#### EXTRACTED ENTRIES

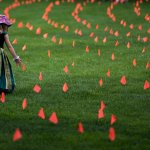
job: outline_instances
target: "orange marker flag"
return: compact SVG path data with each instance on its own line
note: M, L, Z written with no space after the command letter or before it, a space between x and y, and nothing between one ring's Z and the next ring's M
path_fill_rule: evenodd
M61 44L62 44L62 38L59 39L59 45L61 45Z
M81 122L78 123L78 132L81 134L84 132L83 124Z
M23 28L23 23L22 22L18 23L18 28Z
M1 102L4 103L5 102L5 93L2 92L1 94Z
M41 34L41 28L40 28L40 27L38 27L38 28L36 29L36 34L37 34L37 35Z
M122 78L120 79L120 83L122 85L126 85L127 81L126 81L126 77L125 76L122 76Z
M100 55L101 55L101 50L100 50L100 49L98 49L97 54L98 54L98 56L100 56Z
M24 50L26 50L26 48L27 48L27 46L26 46L26 44L22 47L22 50L24 51Z
M88 46L86 46L85 51L86 51L86 53L88 53L88 52L89 52L89 47L88 47Z
M134 28L134 25L133 24L130 24L130 29L132 30Z
M103 43L105 44L107 42L107 38L106 37L104 37L104 39L103 39Z
M101 118L104 118L104 112L103 112L103 109L99 109L98 110L98 119L101 119Z
M64 67L64 72L65 72L65 73L68 73L68 66L65 66L65 67Z
M22 109L24 110L24 109L26 109L26 107L27 107L27 99L24 98L24 100L22 102Z
M16 142L16 141L20 140L21 138L22 138L22 133L21 133L20 129L17 128L13 135L13 141Z
M119 36L119 32L116 31L116 32L114 33L114 35L115 35L116 37L118 37L118 36Z
M98 36L95 37L94 41L97 43L98 42Z
M24 65L24 64L20 64L20 67L21 67L21 69L22 69L22 71L26 71L27 70L27 67L26 67L26 65Z
M43 34L43 38L46 39L48 37L48 33Z
M138 29L139 29L139 30L142 30L142 29L143 29L141 24L138 26Z
M67 83L64 83L64 85L63 85L63 91L65 93L68 91L68 85L67 85Z
M17 39L14 39L13 42L12 42L12 44L17 44L17 43L18 43Z
M130 48L130 42L127 43L127 48Z
M114 53L112 53L112 55L111 55L111 60L112 60L112 61L115 60L115 54L114 54Z
M41 91L41 88L40 88L39 85L36 84L36 85L34 86L33 90L34 90L34 92L39 93L39 92Z
M129 37L130 35L131 35L131 33L130 33L130 32L128 32L128 33L126 34L126 36L127 36L127 37Z
M42 81L43 80L43 75L42 75L42 72L40 72L40 75L39 75L39 80Z
M55 36L52 37L52 42L56 43L56 37Z
M116 122L117 118L114 114L111 115L110 124L113 125Z
M111 127L109 128L109 140L114 141L115 138L116 138L115 129Z
M94 37L94 32L91 32L91 34L89 35L91 38Z
M96 24L95 28L96 28L96 30L99 28L98 24Z
M72 41L72 47L75 47L75 41Z
M133 59L132 64L133 64L134 67L136 67L136 59L135 58Z
M58 124L58 118L57 118L56 112L52 113L52 115L49 117L49 121L54 124Z
M74 62L72 63L72 67L74 67Z
M44 114L44 109L41 108L39 113L38 113L38 117L41 118L41 119L45 119L45 114Z
M102 87L102 85L103 85L103 80L102 79L99 80L99 85L100 85L100 87Z
M105 32L107 32L107 31L108 31L108 26L106 26L106 27L105 27L104 31L105 31Z
M116 41L116 43L115 43L115 46L118 46L119 45L119 42L118 42L118 40Z
M144 83L144 90L150 88L150 83L146 80Z
M104 103L104 101L101 101L101 107L100 107L100 109L102 109L102 110L104 110L105 109L105 103Z
M50 50L47 51L47 56L48 56L49 58L51 57L51 51L50 51Z
M147 62L147 64L146 64L146 69L150 69L150 63L149 62Z
M110 69L108 69L107 73L106 73L107 77L110 77Z

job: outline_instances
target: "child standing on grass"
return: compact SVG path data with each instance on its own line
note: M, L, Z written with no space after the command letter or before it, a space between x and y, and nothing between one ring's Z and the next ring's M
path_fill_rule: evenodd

########

Copy out every item above with "evenodd" switched to "nonzero" each time it occurs, keeping everything else unchanged. Leave the pictures out.

job: outline_instances
target: "orange marker flag"
return: compact SVG path data with each instance on its own line
note: M, L, Z written with no space after the command letter or before it, a space between x and y, and nothing between one ring's Z and the next ring's M
path_fill_rule: nonzero
M61 44L62 44L62 38L59 39L59 45L61 45Z
M81 122L78 123L78 132L81 134L84 132L83 124Z
M23 28L23 23L22 22L18 23L18 28Z
M1 102L4 103L5 102L5 93L2 92L1 94Z
M41 34L41 28L40 28L40 27L38 27L38 28L36 29L36 34L37 34L37 35Z
M122 78L120 79L120 83L122 85L126 85L127 81L126 81L126 77L125 76L122 76Z
M100 55L101 55L101 50L100 50L100 49L98 49L97 54L98 54L98 56L100 56Z
M24 50L26 50L26 48L27 48L27 46L26 46L26 44L22 47L22 50L24 51Z
M88 46L86 46L85 51L86 51L86 53L88 53L88 52L89 52L89 47L88 47Z
M134 28L134 25L133 24L130 24L130 29L132 30Z
M103 43L105 44L107 42L107 38L106 37L104 37L104 39L103 39Z
M101 118L104 118L104 112L103 112L103 109L99 109L98 110L98 119L101 119Z
M64 67L64 72L65 72L65 73L68 73L68 66L65 66L65 67Z
M22 109L24 110L24 109L26 109L26 107L27 107L27 99L24 98L24 100L22 102Z
M16 142L16 141L20 140L21 138L22 138L22 133L21 133L20 129L17 128L13 135L13 141Z
M119 36L119 32L116 31L116 32L114 33L114 35L115 35L116 37L118 37L118 36Z
M98 36L95 37L94 41L97 43L98 42Z
M24 65L24 64L20 64L20 67L21 67L21 69L22 69L22 71L26 71L27 70L27 67L26 67L26 65Z
M43 34L43 38L46 39L48 37L48 33Z
M138 29L139 29L139 30L142 30L142 29L143 29L141 24L138 26Z
M67 83L64 83L64 85L63 85L63 91L65 93L68 91L68 85L67 85Z
M17 39L14 39L13 42L12 42L12 44L17 44L17 43L18 43Z
M130 48L130 42L127 43L127 48Z
M114 53L112 53L112 55L111 55L111 60L112 60L112 61L115 60L115 54L114 54Z
M41 91L41 88L40 88L39 85L36 84L36 85L34 86L33 90L34 90L34 92L39 93L39 92Z
M129 37L130 35L131 35L131 33L130 33L130 32L128 32L128 33L126 34L126 36L127 36L127 37Z
M42 81L43 80L43 75L42 75L42 72L40 72L40 75L39 75L39 80Z
M55 36L52 37L52 42L56 43L56 37Z
M116 122L117 118L114 114L111 115L110 124L113 125Z
M111 127L109 128L109 140L114 141L115 138L116 138L115 129Z
M94 37L94 32L91 32L91 34L89 35L91 38Z
M96 24L95 28L96 28L96 30L99 28L98 24Z
M72 41L72 47L75 47L75 41Z
M133 59L132 64L133 64L134 67L136 67L136 59L135 58Z
M58 124L58 118L57 118L56 112L52 113L52 115L49 117L49 121L54 124Z
M74 62L72 63L72 67L74 67Z
M44 114L44 109L41 108L39 113L38 113L38 117L41 118L41 119L45 119L45 114Z
M102 87L102 85L103 85L103 80L102 79L99 80L99 85L100 85L100 87Z
M105 32L107 32L107 31L108 31L108 26L106 26L106 27L105 27L104 31L105 31Z
M116 41L116 43L115 43L115 46L118 46L119 45L119 42L118 42L118 40Z
M144 83L144 90L150 88L150 83L146 80Z
M104 103L104 101L101 101L101 107L100 107L100 109L102 109L102 110L104 110L105 109L105 103Z
M50 50L47 51L47 56L48 56L49 58L51 57L51 51L50 51Z
M147 62L147 64L146 64L146 69L150 69L150 63L149 62Z
M110 69L108 69L107 73L106 73L107 77L110 77Z

job: outline_instances
target: "child standing on grass"
return: compact SVG path data with each instance on its own line
note: M, L, Z written with no space after the command letter or before it, a space between x and y, and nothing between one ring's Z and the next ring's M
path_fill_rule: nonzero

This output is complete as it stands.